[begin Data for this exercise]
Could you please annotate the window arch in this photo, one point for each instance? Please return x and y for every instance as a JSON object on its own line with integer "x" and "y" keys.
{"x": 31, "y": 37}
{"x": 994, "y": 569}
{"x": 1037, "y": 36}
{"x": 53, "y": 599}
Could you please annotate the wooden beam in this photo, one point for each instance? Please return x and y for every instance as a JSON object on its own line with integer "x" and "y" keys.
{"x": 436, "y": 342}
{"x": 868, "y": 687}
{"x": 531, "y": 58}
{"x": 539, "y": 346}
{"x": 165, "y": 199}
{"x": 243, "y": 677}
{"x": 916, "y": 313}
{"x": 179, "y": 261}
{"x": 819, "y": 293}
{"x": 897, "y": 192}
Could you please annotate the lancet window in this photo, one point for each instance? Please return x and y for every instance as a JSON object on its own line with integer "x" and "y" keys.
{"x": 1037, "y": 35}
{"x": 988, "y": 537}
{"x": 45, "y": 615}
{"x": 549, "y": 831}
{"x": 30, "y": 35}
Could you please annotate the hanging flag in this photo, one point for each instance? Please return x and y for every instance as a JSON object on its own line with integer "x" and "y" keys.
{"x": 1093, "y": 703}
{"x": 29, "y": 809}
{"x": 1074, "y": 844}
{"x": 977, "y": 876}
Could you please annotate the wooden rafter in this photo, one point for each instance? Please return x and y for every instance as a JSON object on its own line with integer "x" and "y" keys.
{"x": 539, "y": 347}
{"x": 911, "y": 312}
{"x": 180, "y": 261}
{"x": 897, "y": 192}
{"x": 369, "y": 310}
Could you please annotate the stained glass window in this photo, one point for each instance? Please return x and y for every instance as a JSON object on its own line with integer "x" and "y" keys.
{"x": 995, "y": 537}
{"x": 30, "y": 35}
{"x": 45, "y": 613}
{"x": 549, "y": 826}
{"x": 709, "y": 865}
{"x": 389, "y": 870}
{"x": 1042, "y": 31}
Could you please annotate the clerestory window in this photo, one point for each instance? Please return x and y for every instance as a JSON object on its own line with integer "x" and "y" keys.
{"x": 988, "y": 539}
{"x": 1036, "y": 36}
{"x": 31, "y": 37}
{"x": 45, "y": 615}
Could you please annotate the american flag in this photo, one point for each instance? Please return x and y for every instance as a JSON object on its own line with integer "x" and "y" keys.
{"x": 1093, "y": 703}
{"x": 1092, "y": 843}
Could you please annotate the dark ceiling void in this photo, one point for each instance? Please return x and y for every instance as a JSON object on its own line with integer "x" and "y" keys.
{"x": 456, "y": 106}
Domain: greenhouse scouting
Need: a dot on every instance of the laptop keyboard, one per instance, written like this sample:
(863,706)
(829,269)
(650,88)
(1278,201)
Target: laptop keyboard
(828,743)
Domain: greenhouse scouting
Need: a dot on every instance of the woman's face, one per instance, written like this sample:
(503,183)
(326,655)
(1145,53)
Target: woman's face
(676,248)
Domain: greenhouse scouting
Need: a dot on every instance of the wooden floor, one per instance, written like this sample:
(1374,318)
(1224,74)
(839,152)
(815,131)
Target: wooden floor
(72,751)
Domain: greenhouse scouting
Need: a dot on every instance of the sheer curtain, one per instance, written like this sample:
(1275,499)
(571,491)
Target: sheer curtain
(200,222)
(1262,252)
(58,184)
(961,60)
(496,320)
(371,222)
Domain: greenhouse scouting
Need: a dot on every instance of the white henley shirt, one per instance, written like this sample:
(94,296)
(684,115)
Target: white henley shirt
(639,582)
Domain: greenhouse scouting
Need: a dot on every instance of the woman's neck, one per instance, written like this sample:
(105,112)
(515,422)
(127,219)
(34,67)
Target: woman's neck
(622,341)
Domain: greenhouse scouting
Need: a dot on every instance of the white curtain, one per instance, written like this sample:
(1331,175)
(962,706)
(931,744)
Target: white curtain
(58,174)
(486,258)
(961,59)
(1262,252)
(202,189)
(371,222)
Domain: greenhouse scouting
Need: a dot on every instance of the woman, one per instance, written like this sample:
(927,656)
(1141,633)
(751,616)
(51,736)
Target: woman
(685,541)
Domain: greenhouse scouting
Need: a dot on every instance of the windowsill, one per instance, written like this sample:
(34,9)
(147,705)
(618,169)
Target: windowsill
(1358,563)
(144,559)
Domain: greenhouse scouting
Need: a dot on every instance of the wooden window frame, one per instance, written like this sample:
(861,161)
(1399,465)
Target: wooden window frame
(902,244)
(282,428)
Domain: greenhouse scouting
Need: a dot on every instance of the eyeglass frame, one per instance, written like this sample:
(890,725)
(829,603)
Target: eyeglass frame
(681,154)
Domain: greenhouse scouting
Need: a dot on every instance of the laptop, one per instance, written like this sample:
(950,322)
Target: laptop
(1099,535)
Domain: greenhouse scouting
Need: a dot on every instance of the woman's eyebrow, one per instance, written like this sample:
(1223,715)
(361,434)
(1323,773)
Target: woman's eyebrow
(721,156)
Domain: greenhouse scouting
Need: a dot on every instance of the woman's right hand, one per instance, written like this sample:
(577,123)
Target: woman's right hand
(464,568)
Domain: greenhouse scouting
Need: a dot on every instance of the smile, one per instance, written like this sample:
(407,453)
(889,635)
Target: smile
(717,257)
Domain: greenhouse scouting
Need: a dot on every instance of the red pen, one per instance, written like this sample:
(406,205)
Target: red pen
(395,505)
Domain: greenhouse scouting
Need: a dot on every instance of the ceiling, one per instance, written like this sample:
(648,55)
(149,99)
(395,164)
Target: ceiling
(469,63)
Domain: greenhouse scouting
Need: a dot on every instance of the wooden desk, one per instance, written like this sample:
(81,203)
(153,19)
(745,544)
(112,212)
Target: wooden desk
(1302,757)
[end Data for this exercise]
## Problem to solve
Exactly reproduce every line of the data above.

## Finished answer
Could you please annotate the window arch in this photo, one point for each instance? Please return x and y for every instance as a JSON object on its own line with integer "x" and "y" keys.
{"x": 31, "y": 37}
{"x": 994, "y": 569}
{"x": 1037, "y": 36}
{"x": 53, "y": 599}
Could you please annotate the wooden beam in this photo, one point for each instance? Please return x and y for every instance as a JSON object on its own line with integer "x" and "y" keys.
{"x": 436, "y": 342}
{"x": 868, "y": 687}
{"x": 531, "y": 58}
{"x": 539, "y": 346}
{"x": 165, "y": 199}
{"x": 243, "y": 677}
{"x": 916, "y": 313}
{"x": 179, "y": 261}
{"x": 819, "y": 293}
{"x": 897, "y": 192}
Could you please annotate the lancet window in this photo, one point for each instance? Please return x and y for every instance as a JSON object on its own line with integer "x" and "y" keys.
{"x": 1037, "y": 35}
{"x": 988, "y": 537}
{"x": 45, "y": 615}
{"x": 549, "y": 831}
{"x": 30, "y": 35}
Could you please annotate the hanging flag in this photo, one point for each instance? Please return x and y for every instance as a JSON object on its own line with integer "x" and "y" keys.
{"x": 1093, "y": 703}
{"x": 29, "y": 809}
{"x": 1074, "y": 844}
{"x": 977, "y": 876}
Could you please annotate the wooden rafter in this photo, one point for each instance? Please return x and y for every instance as a JSON object on its own line with integer "x" and "y" keys.
{"x": 539, "y": 347}
{"x": 911, "y": 312}
{"x": 180, "y": 261}
{"x": 897, "y": 192}
{"x": 369, "y": 310}
Could you please annotate the stained glass window in this photo, one point for each instance? Please return x and y for every instance as a JSON object on its own line with integer "x" and "y" keys.
{"x": 995, "y": 537}
{"x": 30, "y": 35}
{"x": 45, "y": 613}
{"x": 549, "y": 826}
{"x": 709, "y": 865}
{"x": 389, "y": 870}
{"x": 1042, "y": 31}
Could you please annotate the clerestory window in this photo, one point for each instance? Please return x and y for every instance as a JSON object on its own line with integer "x" and "y" keys.
{"x": 988, "y": 539}
{"x": 1036, "y": 36}
{"x": 31, "y": 37}
{"x": 45, "y": 615}
Could you please annotate the american flag in this photo, one point for each instance? Please return x and y for every instance as a JSON object on its own line with integer "x" and "y" keys.
{"x": 1093, "y": 703}
{"x": 1092, "y": 843}
Could you please annotate the dark ceiling void in this photo, one point for each instance? Please return x and y for every instance as a JSON object on its own line with integer "x" and "y" keys.
{"x": 456, "y": 106}
Domain: greenhouse scouting
Need: a dot on every instance of the laptop keyboard, one per instance, written like this sample:
(863,706)
(829,269)
(650,88)
(1278,201)
Target: laptop keyboard
(828,743)
Domain: greenhouse scouting
Need: a dot on every instance of the woman's face, one per instance, written like this sample:
(503,183)
(326,655)
(1145,53)
Target: woman's face
(676,248)
Domain: greenhouse scouting
Need: a dot on every instance of the wooden floor, one per instance, written like this sample:
(1374,318)
(1224,74)
(839,152)
(815,131)
Target: wooden floor
(72,751)
Domain: greenhouse scouting
Need: a dot on every instance of the sheer curtain, one per instance, written like this sample:
(1275,499)
(571,491)
Target: sheer curtain
(200,222)
(1262,252)
(58,184)
(961,60)
(496,320)
(371,222)
Domain: greenhouse scouting
Need: a dot on every instance of the white henley shirt, one per instance, written like this sample:
(94,296)
(684,115)
Target: white henley shirt
(639,582)
Domain: greenhouse scouting
Need: a dot on every instance of the woman's neck, one per instance, written like this sample:
(105,112)
(515,422)
(127,219)
(34,67)
Target: woman's neck
(622,341)
Domain: greenhouse scouting
Need: a dot on every instance of the white curtain, one per instance, written like this sample:
(1331,175)
(962,706)
(931,744)
Target: white curtain
(58,174)
(486,258)
(961,59)
(1262,252)
(202,189)
(371,222)
Domain: greenhouse scouting
Need: a dot on every instance of the woman, one per instance, written like this sample:
(927,656)
(1141,633)
(751,616)
(51,736)
Target: woman
(685,541)
Domain: greenhouse scouting
Need: a dot on every instance of the windowsill, one per instance, written like this sample:
(34,9)
(147,705)
(618,169)
Target: windowsill
(1358,563)
(144,559)
Domain: greenhouse scouting
Need: a dot on every instance of the wooden window frame, one per instance, written like this sample:
(861,161)
(1399,465)
Target: wooden window frame
(902,244)
(282,428)
Domain: greenhouse scouting
Need: a dot on every instance of the eyeglass frame, one per instance, written like this sample:
(890,725)
(829,603)
Target: eyeglass frame
(681,154)
Domain: greenhouse scouting
Need: a dot on every instance of the laptop, one per instance, written like this sample:
(950,322)
Target: laptop
(1099,535)
Domain: greenhouse scouting
Need: a dot on every instance of the woman's eyebrow, one per instance, written like this sample:
(1223,715)
(361,434)
(1323,773)
Target: woman's eyebrow
(721,156)
Domain: greenhouse scouting
Need: a dot on every instance of the woman's right hand, one per instance, written like this sample:
(577,123)
Target: woman's right hand
(464,568)
Domain: greenhouse scouting
Need: a dot on every instance of the smile, one per instance, written like this sample:
(407,453)
(889,635)
Target: smile
(717,257)
Domain: greenhouse scouting
Need: a dot on every instance of the red pen, one per instance, written like this sample:
(406,205)
Target: red pen
(395,505)
Domain: greenhouse scouting
Need: a dot on every instance of the ceiling, one per instance, written like this sample:
(648,55)
(149,99)
(395,164)
Target: ceiling
(469,63)
Domain: greenhouse scouting
Need: a dot on every instance of the wooden desk, one per instance, written like this sample:
(81,203)
(153,19)
(745,544)
(112,212)
Target: wooden desk
(1302,757)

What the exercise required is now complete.